## Problem requirements
Could you copy exactly the line that contains "the sky in this photo." and every line after it to the end of the records, and nothing more?

·····

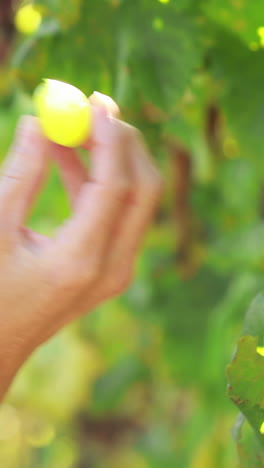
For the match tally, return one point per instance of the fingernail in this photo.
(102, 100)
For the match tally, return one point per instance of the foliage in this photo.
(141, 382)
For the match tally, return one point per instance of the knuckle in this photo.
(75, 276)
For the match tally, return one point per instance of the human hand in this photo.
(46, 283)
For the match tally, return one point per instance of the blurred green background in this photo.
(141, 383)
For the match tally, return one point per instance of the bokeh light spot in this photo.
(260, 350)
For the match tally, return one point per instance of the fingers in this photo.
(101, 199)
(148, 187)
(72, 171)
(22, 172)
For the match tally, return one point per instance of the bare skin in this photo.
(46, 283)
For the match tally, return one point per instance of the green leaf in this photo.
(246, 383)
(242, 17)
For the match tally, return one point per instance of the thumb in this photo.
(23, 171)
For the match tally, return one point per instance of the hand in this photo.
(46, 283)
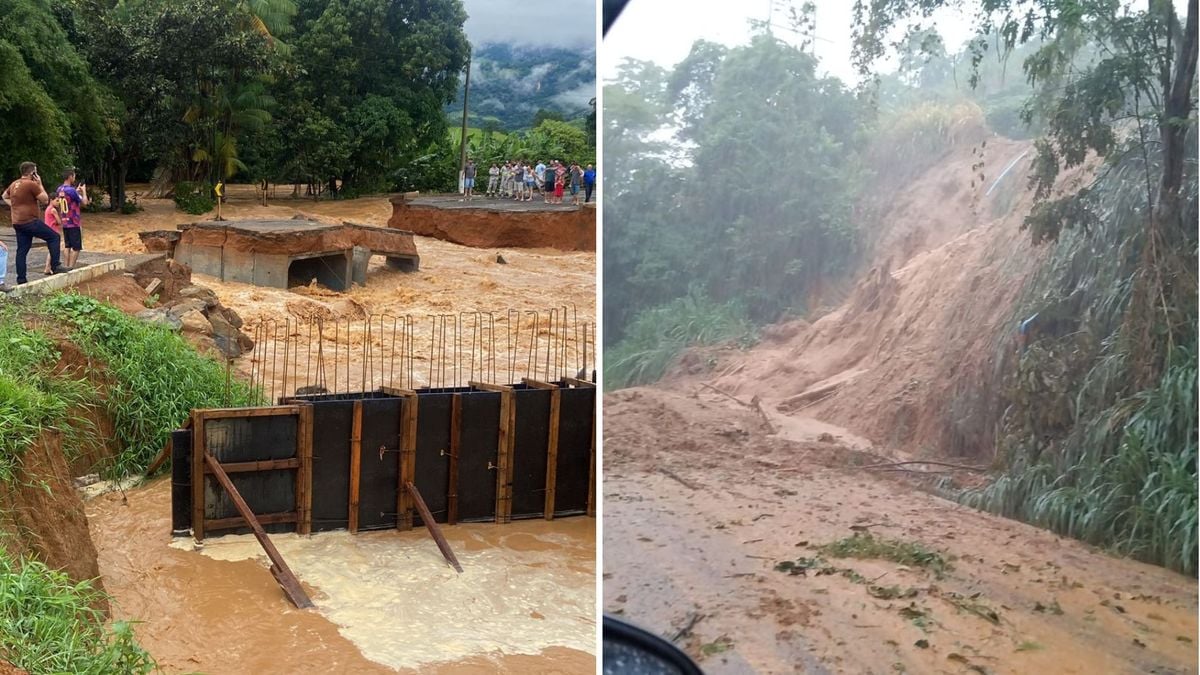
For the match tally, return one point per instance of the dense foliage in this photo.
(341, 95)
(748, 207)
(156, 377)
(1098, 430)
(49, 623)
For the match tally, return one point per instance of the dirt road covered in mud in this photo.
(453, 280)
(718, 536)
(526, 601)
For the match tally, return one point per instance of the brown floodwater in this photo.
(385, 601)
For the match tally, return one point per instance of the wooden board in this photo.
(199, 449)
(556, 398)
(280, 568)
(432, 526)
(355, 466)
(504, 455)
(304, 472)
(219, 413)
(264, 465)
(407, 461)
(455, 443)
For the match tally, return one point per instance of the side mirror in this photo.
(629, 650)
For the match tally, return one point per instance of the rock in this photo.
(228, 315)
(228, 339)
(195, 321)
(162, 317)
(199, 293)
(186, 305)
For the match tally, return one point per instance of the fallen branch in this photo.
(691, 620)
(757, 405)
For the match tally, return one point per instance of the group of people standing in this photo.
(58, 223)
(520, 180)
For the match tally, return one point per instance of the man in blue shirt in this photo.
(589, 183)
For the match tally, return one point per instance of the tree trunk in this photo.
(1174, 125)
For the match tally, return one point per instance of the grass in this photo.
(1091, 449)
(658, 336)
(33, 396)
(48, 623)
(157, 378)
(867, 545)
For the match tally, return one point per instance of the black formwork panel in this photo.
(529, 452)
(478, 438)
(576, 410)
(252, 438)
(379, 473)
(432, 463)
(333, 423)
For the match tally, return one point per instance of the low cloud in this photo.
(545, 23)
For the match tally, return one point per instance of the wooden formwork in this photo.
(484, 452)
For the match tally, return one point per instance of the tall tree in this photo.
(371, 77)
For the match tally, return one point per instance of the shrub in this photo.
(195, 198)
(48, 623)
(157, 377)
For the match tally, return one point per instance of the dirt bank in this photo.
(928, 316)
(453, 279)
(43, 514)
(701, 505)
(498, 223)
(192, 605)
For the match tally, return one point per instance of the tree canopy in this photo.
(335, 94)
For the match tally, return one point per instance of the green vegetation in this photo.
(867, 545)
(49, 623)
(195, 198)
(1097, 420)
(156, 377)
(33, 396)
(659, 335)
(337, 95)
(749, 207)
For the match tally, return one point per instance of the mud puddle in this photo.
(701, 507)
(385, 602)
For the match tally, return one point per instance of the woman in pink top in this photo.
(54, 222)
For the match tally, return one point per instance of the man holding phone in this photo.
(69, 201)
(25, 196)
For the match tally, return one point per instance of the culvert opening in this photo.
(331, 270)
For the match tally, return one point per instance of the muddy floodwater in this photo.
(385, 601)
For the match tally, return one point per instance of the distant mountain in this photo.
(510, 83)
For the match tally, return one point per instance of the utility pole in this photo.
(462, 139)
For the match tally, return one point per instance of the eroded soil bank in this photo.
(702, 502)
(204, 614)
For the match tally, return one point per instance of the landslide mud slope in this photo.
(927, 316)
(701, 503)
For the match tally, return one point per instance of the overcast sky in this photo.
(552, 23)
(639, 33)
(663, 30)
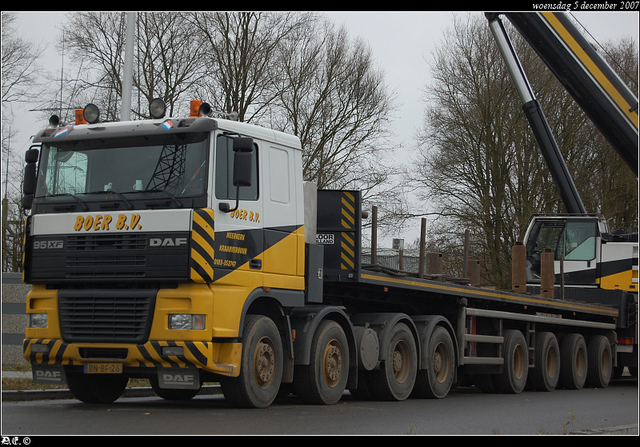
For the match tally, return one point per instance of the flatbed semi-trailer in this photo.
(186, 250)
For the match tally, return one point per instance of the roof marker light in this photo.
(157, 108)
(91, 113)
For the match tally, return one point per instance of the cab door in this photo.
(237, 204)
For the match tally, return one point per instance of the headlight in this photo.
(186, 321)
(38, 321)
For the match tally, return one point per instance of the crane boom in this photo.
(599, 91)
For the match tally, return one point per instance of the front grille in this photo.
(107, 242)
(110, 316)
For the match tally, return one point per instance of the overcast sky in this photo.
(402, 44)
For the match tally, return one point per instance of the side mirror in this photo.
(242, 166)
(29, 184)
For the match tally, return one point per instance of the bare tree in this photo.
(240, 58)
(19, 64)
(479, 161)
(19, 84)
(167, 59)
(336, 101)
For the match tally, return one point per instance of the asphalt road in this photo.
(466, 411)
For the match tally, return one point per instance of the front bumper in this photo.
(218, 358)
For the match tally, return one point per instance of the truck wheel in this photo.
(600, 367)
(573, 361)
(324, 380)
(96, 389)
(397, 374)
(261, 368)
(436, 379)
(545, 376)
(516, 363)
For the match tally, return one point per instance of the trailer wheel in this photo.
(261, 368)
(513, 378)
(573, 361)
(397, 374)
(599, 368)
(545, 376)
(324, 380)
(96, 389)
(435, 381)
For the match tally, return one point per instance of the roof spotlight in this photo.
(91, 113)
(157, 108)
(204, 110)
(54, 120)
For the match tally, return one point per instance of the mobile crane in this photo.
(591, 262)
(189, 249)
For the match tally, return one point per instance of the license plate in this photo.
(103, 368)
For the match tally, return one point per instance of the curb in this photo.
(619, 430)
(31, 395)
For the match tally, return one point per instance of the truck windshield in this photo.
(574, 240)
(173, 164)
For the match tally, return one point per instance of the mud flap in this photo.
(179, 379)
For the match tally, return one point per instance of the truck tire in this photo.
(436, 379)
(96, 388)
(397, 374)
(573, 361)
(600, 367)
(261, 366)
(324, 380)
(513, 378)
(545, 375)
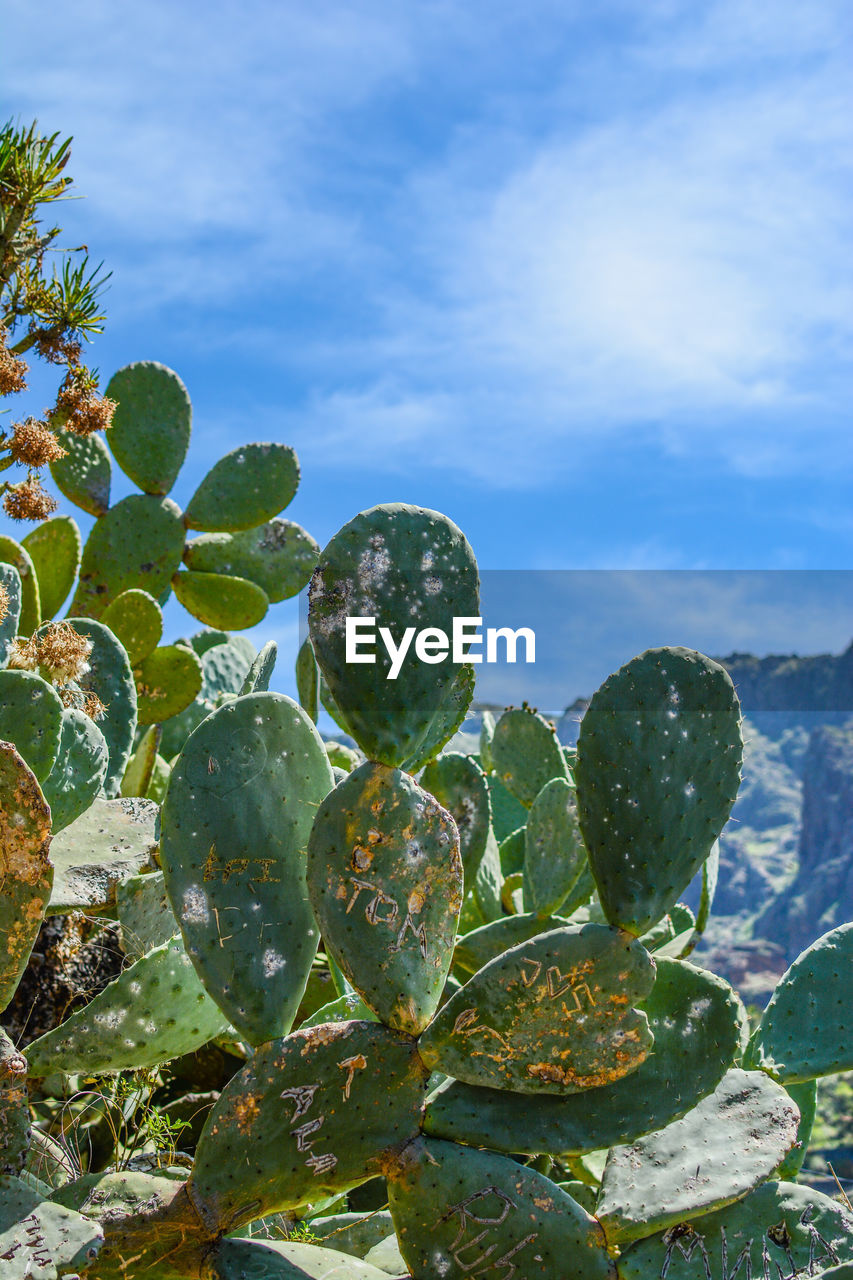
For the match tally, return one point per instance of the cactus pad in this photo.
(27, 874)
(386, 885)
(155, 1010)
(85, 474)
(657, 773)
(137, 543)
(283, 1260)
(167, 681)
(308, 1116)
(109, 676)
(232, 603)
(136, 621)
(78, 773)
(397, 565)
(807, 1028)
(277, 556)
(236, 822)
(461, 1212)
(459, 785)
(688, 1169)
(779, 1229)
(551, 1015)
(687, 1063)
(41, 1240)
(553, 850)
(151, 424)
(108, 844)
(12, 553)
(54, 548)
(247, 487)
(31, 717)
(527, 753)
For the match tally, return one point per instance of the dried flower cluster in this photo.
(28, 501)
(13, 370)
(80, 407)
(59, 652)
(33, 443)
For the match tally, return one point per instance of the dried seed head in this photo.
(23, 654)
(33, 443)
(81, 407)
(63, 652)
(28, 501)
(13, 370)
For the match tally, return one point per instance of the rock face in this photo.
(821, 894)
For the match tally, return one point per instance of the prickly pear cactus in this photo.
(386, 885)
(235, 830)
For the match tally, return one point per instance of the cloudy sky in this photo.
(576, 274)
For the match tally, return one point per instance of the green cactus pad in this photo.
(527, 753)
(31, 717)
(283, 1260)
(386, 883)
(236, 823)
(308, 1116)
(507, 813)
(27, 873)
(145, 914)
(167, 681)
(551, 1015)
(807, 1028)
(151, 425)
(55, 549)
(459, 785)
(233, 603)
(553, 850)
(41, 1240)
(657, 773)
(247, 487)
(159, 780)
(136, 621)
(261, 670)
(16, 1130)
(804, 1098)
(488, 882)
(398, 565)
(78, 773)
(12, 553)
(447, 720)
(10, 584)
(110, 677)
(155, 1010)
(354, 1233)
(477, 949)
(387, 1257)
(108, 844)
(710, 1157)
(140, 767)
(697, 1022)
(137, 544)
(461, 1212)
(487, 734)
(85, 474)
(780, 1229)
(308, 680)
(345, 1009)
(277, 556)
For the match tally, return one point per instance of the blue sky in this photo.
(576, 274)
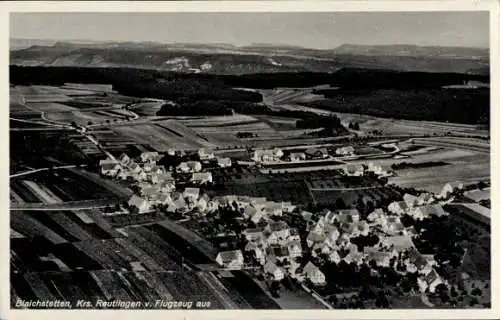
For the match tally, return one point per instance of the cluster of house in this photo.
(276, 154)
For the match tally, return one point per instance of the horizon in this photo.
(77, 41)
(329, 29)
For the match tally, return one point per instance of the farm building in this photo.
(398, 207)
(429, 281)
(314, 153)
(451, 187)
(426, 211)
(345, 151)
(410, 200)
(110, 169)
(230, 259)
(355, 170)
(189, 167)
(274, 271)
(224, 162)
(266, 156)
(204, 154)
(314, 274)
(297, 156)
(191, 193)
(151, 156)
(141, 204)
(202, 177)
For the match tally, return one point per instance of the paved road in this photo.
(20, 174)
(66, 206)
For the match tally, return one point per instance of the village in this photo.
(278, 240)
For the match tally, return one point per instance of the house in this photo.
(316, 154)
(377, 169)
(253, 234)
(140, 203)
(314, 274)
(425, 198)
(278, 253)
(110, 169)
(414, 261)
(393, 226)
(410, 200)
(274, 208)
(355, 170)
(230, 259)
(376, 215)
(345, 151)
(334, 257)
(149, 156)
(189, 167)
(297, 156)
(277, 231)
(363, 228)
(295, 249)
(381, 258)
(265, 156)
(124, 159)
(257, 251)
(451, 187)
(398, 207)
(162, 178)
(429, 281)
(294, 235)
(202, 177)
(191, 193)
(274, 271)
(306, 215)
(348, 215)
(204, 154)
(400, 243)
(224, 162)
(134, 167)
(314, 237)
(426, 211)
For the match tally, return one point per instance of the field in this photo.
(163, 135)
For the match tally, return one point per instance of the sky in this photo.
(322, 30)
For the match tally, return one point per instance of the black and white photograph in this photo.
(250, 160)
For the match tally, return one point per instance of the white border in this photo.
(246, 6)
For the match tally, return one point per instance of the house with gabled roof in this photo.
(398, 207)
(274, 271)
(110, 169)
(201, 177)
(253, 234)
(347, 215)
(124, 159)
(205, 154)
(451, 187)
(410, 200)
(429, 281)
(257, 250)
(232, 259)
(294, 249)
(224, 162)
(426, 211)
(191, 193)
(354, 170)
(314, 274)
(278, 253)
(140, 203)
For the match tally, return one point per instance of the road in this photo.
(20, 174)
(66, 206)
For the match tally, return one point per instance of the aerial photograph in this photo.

·····

## Result
For the match tally, return one point per instance of the sky in this photo.
(322, 30)
For the match tally, return one point per instance of the black and white photograph in this photo.
(250, 160)
For the match tally, return one point per instance of the white border in this photo.
(246, 6)
For the match tally, return one point per instance of the house with gabled roof in this photo.
(398, 207)
(274, 271)
(110, 169)
(201, 177)
(253, 234)
(347, 215)
(124, 159)
(205, 154)
(451, 187)
(410, 200)
(429, 281)
(257, 250)
(232, 259)
(294, 249)
(224, 162)
(426, 211)
(191, 193)
(354, 170)
(314, 274)
(278, 253)
(140, 203)
For the match tally, return one point per instance of the road in this photo.
(20, 174)
(66, 206)
For the match tally, return one point per instance of the aerial photograph in this photo.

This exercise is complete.